## Instructions for the task:
Exactly as written, transcribe the lines that run from the one containing "velveeta cheese block" to the end of the records below.

[Start Items]

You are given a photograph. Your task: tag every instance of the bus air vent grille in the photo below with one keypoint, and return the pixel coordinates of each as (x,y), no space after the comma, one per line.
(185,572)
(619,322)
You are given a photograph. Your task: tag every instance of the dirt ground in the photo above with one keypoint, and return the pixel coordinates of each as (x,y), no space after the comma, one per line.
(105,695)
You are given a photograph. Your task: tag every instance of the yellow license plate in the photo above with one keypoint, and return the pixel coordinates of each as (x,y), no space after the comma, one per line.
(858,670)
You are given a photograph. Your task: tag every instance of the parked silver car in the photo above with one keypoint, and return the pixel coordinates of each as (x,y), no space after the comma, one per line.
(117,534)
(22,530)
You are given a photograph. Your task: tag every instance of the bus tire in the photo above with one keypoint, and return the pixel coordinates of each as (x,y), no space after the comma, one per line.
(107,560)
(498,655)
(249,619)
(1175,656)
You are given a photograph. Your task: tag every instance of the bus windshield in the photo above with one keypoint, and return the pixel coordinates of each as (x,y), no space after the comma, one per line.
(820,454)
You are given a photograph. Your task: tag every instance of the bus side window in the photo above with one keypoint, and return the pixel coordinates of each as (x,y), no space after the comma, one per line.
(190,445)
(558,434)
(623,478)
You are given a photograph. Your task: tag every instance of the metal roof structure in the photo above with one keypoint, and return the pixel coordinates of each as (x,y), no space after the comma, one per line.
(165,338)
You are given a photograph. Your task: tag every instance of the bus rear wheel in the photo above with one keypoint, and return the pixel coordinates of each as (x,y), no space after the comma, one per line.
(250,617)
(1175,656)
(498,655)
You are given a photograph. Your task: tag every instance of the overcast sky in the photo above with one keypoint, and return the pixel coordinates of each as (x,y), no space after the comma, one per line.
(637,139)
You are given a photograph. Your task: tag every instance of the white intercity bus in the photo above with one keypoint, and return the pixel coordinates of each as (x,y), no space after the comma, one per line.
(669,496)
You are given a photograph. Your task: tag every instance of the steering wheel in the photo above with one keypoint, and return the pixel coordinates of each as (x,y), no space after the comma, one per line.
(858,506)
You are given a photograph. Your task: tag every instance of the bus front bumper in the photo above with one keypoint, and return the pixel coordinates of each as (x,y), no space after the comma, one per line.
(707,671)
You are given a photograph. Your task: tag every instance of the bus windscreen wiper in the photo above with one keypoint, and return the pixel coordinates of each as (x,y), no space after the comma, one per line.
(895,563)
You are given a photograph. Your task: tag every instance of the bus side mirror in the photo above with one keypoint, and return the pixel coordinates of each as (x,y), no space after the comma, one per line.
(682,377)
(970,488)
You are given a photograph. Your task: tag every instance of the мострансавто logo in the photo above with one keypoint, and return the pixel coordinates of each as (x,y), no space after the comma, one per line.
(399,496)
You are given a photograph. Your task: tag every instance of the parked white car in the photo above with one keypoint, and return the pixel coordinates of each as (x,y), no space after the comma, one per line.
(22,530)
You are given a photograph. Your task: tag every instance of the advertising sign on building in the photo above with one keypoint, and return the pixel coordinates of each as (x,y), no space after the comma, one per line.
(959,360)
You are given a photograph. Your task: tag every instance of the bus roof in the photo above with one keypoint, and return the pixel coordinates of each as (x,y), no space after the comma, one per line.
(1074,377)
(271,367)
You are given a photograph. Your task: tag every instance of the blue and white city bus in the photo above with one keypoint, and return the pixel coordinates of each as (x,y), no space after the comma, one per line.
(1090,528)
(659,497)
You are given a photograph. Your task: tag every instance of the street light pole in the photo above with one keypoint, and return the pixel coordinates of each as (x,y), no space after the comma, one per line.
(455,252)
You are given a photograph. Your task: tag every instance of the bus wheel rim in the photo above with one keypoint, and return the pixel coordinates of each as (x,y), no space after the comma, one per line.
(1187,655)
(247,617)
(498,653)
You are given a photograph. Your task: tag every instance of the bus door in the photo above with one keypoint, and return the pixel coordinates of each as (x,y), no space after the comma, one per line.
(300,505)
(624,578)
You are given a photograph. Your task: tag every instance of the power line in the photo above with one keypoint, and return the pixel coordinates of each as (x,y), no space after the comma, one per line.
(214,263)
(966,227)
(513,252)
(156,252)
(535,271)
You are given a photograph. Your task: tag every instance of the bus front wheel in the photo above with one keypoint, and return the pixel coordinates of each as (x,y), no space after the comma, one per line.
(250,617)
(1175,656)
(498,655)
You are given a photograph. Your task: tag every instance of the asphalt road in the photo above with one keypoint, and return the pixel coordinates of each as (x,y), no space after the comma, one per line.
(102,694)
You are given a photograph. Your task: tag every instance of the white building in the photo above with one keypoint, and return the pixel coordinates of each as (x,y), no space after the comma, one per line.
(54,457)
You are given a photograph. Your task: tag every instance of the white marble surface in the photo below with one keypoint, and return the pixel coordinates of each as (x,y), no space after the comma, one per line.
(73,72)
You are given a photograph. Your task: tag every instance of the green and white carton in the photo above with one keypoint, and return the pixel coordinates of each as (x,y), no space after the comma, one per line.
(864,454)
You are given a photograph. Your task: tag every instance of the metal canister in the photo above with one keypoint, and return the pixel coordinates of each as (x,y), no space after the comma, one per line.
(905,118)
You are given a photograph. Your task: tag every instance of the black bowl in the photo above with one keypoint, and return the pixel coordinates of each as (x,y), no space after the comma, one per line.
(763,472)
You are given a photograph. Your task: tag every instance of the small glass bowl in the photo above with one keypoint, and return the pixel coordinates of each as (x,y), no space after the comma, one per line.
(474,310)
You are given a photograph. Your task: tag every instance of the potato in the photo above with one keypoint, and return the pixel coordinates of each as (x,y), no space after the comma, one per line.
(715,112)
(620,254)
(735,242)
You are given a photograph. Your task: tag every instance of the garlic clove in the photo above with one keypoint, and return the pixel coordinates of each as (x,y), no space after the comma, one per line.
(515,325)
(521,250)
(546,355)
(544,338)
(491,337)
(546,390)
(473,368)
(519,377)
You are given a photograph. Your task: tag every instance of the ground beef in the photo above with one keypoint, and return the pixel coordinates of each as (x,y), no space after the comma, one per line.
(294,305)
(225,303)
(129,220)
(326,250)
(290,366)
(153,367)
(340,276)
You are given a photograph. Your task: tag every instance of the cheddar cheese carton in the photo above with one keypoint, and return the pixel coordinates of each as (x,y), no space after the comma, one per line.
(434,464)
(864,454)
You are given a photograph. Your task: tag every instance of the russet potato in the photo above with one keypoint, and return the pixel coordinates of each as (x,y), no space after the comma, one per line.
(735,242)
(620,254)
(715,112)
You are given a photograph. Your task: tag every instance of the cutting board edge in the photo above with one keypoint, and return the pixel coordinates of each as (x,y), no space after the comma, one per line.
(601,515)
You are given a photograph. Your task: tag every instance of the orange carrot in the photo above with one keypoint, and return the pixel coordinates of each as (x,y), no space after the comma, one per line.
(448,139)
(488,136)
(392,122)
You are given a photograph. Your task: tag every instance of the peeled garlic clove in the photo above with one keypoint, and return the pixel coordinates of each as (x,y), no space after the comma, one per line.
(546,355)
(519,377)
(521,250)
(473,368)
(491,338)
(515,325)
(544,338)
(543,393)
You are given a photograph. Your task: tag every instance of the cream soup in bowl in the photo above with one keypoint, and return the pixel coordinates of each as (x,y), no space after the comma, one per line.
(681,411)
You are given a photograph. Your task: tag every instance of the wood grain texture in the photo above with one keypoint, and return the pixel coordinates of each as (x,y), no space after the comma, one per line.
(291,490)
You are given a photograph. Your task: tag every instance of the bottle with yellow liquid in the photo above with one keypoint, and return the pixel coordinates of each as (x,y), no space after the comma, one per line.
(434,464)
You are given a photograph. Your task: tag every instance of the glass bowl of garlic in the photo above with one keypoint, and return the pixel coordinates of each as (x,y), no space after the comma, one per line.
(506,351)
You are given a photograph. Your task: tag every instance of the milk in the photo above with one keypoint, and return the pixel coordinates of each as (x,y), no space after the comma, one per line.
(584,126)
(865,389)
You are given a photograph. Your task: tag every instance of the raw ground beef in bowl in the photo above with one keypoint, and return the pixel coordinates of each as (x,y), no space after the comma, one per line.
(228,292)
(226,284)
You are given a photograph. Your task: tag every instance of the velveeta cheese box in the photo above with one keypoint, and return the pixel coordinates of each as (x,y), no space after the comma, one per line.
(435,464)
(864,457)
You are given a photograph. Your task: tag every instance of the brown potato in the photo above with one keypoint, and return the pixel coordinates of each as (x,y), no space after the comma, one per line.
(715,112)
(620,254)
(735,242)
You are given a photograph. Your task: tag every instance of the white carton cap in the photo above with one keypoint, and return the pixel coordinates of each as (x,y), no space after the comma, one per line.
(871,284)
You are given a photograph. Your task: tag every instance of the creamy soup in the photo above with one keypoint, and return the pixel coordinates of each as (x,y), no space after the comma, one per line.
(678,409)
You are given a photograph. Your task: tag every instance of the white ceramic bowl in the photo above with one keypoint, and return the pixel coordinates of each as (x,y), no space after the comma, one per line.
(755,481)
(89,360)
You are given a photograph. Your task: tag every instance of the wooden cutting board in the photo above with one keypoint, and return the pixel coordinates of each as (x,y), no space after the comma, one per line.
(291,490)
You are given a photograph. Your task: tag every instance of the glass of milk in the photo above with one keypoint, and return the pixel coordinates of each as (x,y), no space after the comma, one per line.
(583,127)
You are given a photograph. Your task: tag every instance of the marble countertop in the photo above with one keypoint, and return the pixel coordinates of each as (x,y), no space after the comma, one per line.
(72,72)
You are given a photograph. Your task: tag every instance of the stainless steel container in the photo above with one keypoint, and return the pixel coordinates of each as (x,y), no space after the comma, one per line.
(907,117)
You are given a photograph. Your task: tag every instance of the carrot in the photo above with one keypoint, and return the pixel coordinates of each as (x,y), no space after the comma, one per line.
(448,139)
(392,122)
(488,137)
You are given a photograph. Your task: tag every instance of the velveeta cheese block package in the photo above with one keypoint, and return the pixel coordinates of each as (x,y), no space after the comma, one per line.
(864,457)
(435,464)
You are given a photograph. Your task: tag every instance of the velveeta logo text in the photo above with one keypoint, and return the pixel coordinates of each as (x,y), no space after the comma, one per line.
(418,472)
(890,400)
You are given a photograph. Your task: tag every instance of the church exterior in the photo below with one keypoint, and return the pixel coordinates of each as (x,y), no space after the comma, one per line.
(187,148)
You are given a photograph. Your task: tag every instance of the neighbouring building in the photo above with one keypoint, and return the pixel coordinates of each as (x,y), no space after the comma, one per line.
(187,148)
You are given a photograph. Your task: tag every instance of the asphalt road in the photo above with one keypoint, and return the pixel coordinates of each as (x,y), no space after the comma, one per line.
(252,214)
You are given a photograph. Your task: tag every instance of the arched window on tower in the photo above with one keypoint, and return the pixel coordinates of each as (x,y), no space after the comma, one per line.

[End Items]

## Final answer:
You are given a photograph. Your task: tag every instance of the velveeta cheese block package in the photo above with one keypoint, and return the pixel coordinates of each as (x,y), no space after the comma, one per line.
(864,457)
(435,464)
You are given a photograph. Your task: tag every instance of the velveeta logo text in the photo above with one keypoint, and return the pixel coordinates of each as (x,y), no space after the comma, one per line.
(418,472)
(890,400)
You are given a photograph. Your task: tag every instance of the church exterior in the photo below with one keypoint, and return the pixel coordinates of each as (x,y), no space after the comma, one per line.
(187,148)
You are given a photograph. Your task: tag every instance of the neighbouring building in the photo above with one keypoint, and return the pixel coordinates of each as (x,y), no space after the comma, one per line.
(187,148)
You are given a photograph. Your task: tag every instance of the asphalt road in the photo above with one keypoint, and return the pixel coordinates of each as (x,y), no space after the comma, one per line.
(252,214)
You are given a photograph. Your task: tag every instance of the arched window on tower in the photo above with one keypoint, and return the pixel coordinates of each as (x,y), no space after the comma, one per line.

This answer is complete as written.